**WORK REQUIRED**
Please rewrite the material from its start through the line containing "<point>58,390</point>", changing "wood plank flooring" to "timber plank flooring" and leaving everything else unchanged.

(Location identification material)
──────

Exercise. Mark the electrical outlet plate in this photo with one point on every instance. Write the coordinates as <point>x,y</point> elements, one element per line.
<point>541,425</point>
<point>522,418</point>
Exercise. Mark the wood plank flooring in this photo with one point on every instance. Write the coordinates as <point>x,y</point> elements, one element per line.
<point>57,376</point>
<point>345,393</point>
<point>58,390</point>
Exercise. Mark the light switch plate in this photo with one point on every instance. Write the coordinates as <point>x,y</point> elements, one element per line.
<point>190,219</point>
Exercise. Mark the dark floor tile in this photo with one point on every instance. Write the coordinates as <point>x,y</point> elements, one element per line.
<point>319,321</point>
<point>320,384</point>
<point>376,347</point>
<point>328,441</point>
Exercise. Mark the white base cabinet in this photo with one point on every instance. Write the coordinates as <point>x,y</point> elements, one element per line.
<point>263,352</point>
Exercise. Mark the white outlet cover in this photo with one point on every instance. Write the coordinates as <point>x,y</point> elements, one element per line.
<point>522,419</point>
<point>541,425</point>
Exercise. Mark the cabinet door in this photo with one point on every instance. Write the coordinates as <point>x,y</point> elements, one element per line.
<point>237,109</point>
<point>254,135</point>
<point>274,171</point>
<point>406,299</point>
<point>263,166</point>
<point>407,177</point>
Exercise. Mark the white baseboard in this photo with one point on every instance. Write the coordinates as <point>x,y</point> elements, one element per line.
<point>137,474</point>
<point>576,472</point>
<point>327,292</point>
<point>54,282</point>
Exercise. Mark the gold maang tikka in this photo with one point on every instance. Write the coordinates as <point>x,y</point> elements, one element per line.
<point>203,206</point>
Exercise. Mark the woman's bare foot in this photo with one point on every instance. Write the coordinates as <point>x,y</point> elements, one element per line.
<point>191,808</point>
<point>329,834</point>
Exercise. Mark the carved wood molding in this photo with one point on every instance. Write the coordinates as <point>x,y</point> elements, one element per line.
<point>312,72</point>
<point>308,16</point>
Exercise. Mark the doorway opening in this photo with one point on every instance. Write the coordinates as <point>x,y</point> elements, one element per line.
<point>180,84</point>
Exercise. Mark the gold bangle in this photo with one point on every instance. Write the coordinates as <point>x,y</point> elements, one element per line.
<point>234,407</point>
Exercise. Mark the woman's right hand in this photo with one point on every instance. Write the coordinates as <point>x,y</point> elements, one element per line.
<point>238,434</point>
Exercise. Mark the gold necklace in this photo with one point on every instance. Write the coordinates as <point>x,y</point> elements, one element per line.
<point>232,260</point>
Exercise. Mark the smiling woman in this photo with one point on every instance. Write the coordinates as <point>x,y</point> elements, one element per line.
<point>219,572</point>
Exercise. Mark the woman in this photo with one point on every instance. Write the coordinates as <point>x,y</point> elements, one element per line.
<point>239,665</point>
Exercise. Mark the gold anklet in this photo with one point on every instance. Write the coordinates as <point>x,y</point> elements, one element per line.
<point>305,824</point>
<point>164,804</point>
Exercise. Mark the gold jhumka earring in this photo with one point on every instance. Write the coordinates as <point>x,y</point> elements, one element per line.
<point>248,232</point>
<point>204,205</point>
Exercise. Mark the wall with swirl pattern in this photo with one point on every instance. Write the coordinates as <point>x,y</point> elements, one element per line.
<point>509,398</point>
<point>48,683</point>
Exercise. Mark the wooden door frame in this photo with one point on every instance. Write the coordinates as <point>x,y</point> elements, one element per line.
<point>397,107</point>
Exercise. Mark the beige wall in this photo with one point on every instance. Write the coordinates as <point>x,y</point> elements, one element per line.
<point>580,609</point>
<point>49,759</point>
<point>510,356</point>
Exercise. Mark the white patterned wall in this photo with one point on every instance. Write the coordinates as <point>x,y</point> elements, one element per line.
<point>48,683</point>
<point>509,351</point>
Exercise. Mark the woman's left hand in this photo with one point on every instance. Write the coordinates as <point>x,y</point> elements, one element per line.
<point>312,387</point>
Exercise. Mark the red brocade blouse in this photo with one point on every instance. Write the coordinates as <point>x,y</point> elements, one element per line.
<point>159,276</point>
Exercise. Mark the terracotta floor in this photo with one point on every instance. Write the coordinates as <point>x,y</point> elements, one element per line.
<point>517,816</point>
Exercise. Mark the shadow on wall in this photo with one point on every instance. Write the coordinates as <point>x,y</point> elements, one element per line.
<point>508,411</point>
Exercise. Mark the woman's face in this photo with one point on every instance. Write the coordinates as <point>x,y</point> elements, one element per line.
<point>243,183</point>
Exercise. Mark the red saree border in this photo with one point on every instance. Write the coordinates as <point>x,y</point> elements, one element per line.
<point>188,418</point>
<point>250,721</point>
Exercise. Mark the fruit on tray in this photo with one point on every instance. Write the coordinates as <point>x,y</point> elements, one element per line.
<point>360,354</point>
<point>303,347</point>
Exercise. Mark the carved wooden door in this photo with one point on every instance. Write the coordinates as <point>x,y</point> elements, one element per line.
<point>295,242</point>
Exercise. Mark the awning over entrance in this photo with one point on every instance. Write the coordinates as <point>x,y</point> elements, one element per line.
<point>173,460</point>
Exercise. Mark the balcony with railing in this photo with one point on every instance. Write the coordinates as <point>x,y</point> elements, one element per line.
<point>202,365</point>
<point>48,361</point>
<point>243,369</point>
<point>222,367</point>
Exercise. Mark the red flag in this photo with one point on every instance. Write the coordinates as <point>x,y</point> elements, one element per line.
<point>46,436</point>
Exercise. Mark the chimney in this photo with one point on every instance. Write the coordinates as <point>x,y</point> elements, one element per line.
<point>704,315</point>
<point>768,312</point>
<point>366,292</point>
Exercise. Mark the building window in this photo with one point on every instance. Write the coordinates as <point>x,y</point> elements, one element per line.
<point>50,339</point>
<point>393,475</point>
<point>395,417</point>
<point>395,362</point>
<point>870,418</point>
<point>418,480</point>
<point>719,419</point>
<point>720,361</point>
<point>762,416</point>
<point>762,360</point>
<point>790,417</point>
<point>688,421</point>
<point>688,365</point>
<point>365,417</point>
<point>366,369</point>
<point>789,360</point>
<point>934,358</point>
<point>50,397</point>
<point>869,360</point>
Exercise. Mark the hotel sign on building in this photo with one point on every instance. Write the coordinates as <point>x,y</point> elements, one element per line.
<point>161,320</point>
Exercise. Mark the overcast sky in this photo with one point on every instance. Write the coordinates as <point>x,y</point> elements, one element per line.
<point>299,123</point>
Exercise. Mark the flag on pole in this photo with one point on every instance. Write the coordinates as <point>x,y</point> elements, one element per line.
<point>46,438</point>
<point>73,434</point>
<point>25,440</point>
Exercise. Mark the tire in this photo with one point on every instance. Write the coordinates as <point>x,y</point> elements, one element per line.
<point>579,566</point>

──────

**EXERCISE RESULT**
Exercise. Mark the electrical outlet plate in this photo with one point on every instance. Write the coordinates as <point>x,y</point> elements, one element per line.
<point>541,425</point>
<point>522,418</point>
Exercise. Mark the timber plank flooring in this photo with one point on every instance. Write the coordinates as <point>x,y</point> elements, one element per line.
<point>57,376</point>
<point>345,393</point>
<point>58,390</point>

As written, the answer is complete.